> REQUIRED ACTION:
In the returned soldier's story, rewrite the stretch from "There is a strong" through "to accept it.", swapping "institution" for "organization".

My Turn: A returned soldier tells his story (Burlington Free Press)

By Benjamin

I know that my story is the same as many of my fellow soldiers who left to serve our country return only to be lost. I will speak of myself, for everyone's story over there is different and yet many have the same result.

I served twice in Iraq. When I came home, I felt no different, yet everything that I loved before no longer interested me. I found myself irritated by the smallest incidents. I refused to accept that I was different, and still do to myself most days. The war hadn't changed me, and no one could tell me it had. I was still the same loving, gentle person in my mind. At least, that is how I perceived myself. Others around me would definitely paint a different story if you were to ask them.

There is a strong dislike in the military for feelings for they will not get the job done and get in the way. This strongly accounts for why I was denying the symptoms to myself, a non-commissioned officer. I couldn't accept that I was damaged emotionally. That would be a sure sign of weakness in an institution where strengths are highlighted and sought after. I was not going to accept it.

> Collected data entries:
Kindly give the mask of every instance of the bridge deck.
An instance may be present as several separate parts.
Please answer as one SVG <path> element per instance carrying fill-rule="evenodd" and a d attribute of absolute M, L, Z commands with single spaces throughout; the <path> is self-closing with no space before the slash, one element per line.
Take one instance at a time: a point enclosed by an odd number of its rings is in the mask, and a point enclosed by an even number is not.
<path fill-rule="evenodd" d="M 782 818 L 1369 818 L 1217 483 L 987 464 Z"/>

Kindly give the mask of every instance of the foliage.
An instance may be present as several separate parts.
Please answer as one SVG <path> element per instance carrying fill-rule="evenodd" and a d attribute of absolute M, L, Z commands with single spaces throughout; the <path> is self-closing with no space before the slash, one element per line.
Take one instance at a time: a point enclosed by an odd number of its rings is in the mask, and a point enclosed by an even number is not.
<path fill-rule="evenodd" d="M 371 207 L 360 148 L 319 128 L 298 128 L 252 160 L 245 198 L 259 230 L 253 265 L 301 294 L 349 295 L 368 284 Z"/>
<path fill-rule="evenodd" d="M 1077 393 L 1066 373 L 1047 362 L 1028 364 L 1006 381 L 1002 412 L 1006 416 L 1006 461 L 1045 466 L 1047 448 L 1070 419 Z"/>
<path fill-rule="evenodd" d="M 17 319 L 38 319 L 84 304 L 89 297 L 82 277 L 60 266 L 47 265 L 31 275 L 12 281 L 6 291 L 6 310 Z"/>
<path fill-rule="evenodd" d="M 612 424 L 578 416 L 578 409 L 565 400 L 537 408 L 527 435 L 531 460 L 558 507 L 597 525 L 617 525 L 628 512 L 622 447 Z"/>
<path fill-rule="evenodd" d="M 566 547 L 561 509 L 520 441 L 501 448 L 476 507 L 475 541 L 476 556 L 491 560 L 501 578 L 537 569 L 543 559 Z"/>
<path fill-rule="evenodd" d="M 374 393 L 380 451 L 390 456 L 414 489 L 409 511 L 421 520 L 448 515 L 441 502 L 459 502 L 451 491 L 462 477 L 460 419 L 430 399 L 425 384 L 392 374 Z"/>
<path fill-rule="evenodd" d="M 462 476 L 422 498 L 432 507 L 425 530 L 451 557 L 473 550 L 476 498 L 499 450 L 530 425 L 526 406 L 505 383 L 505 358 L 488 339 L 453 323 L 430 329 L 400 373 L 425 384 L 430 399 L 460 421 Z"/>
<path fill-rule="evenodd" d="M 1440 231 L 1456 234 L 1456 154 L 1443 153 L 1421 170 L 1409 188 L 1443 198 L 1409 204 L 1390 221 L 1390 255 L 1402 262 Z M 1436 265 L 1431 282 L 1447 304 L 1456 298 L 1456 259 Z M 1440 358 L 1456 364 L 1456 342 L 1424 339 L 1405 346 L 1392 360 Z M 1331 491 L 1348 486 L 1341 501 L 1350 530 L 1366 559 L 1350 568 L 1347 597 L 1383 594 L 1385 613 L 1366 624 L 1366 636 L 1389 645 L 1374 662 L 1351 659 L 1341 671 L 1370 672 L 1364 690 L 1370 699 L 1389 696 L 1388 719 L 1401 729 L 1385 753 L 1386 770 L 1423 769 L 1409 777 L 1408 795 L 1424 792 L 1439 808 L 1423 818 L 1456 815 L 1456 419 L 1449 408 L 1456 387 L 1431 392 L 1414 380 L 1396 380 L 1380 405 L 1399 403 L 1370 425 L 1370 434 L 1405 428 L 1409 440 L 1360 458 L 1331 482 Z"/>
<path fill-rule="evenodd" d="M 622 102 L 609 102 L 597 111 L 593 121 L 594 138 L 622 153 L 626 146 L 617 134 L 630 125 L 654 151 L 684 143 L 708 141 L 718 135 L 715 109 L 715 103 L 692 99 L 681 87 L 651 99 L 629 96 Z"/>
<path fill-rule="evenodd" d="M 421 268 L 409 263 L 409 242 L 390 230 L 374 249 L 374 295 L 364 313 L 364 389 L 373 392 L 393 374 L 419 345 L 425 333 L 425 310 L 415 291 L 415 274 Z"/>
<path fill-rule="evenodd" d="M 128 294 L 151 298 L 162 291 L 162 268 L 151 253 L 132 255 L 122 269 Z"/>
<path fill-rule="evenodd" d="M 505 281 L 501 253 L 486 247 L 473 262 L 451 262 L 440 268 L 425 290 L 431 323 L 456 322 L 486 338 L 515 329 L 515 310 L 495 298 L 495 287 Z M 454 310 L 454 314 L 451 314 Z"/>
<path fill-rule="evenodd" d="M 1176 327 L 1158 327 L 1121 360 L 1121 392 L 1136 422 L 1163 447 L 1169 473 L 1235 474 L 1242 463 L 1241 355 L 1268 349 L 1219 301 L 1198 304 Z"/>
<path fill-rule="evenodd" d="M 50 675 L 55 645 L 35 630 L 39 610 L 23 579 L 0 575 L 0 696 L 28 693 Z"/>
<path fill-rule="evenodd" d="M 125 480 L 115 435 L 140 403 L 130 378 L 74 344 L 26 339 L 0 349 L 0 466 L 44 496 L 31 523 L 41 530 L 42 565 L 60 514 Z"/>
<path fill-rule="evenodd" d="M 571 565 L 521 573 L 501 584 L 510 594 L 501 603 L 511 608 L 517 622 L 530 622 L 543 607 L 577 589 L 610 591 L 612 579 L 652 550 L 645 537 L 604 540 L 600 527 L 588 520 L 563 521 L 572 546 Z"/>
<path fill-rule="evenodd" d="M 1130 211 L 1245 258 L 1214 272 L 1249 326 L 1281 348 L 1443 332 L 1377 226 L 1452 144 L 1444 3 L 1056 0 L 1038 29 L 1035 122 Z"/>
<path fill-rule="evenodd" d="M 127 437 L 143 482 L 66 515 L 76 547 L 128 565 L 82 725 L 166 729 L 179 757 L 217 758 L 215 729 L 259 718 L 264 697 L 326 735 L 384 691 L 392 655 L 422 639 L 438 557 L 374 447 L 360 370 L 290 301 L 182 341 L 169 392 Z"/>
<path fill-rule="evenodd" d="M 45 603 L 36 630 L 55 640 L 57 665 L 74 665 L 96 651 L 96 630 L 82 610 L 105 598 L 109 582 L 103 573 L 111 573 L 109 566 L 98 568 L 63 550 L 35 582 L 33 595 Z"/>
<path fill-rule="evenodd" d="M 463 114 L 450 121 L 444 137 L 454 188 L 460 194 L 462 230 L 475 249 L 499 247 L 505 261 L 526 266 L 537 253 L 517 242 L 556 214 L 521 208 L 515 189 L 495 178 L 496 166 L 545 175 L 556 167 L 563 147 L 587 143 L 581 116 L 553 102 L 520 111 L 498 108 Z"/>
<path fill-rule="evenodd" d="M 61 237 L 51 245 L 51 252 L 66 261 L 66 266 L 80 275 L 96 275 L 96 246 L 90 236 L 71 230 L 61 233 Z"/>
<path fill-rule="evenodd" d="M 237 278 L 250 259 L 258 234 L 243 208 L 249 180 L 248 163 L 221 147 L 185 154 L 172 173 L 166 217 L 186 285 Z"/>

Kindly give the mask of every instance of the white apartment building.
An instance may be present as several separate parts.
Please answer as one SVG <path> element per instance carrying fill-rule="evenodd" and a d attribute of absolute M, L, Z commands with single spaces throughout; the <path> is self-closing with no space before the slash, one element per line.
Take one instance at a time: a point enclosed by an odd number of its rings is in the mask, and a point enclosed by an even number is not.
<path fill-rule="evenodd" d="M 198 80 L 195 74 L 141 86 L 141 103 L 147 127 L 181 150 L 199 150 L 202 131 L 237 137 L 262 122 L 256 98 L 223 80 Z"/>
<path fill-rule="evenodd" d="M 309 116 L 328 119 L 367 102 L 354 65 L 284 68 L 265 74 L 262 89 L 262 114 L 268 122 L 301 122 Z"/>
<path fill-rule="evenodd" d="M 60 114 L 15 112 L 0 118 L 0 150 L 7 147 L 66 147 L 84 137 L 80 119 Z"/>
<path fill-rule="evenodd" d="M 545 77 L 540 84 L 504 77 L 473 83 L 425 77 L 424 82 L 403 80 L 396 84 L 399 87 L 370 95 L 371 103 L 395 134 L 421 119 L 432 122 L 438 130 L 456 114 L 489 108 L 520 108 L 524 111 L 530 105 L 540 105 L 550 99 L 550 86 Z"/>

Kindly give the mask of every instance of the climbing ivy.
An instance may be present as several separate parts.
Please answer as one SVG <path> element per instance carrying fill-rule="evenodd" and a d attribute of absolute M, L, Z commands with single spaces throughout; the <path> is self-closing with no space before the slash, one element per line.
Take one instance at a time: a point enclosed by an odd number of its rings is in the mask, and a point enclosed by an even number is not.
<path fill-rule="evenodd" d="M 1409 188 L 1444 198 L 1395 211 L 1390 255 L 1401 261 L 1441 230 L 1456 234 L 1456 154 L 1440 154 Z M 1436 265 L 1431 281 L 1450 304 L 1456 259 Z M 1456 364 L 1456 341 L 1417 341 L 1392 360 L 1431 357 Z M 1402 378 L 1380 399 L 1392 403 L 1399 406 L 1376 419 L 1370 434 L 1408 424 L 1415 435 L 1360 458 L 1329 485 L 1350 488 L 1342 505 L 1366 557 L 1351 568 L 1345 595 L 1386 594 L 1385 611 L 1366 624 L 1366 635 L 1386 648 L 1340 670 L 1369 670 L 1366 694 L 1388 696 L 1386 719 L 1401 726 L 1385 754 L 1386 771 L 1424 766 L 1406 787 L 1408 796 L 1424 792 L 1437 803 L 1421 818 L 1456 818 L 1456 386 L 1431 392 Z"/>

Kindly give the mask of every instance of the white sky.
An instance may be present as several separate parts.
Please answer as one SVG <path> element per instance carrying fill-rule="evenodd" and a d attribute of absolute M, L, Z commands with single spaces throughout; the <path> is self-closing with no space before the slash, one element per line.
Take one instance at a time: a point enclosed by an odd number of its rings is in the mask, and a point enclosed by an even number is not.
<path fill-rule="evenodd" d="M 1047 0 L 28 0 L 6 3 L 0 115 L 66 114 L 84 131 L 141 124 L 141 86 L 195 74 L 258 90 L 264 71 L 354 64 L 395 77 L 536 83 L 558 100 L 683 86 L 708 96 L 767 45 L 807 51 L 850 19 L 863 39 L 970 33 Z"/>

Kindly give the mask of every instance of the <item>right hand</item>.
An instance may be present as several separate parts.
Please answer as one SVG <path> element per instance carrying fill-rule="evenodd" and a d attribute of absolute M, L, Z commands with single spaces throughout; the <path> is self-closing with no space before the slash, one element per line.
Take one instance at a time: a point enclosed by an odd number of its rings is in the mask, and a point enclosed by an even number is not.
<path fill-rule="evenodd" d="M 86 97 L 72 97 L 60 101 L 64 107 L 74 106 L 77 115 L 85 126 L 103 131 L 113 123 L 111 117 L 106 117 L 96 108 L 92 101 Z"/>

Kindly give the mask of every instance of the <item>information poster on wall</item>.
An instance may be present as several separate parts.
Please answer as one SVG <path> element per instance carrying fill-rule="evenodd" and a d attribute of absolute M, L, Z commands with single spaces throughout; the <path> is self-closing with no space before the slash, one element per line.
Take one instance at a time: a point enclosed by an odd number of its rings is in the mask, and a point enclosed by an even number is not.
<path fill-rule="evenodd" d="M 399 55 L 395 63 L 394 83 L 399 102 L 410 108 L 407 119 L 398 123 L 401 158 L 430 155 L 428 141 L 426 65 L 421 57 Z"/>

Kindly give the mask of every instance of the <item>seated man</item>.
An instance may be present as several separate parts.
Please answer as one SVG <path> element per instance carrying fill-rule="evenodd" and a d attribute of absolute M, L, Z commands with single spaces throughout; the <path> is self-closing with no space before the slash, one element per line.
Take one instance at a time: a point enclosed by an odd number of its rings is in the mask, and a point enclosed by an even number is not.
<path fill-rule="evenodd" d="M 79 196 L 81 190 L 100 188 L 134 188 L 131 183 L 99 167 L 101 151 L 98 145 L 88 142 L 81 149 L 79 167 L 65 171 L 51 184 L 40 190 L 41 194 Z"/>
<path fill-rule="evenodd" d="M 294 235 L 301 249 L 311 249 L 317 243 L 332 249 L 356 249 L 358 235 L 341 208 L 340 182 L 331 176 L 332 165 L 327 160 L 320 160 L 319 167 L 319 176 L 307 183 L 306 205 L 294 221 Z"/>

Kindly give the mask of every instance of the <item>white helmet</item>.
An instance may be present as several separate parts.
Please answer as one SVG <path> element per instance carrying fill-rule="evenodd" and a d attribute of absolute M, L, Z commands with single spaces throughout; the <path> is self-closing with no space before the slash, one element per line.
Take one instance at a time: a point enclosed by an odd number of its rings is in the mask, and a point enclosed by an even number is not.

> ANSWER TO THIS TASK:
There is a strong dislike in the military for feelings for they will not get the job done and get in the way. This strongly accounts for why I was denying the symptoms to myself, a non-commissioned officer. I couldn't accept that I was damaged emotionally. That would be a sure sign of weakness in an organization where strengths are highlighted and sought after. I was not going to accept it.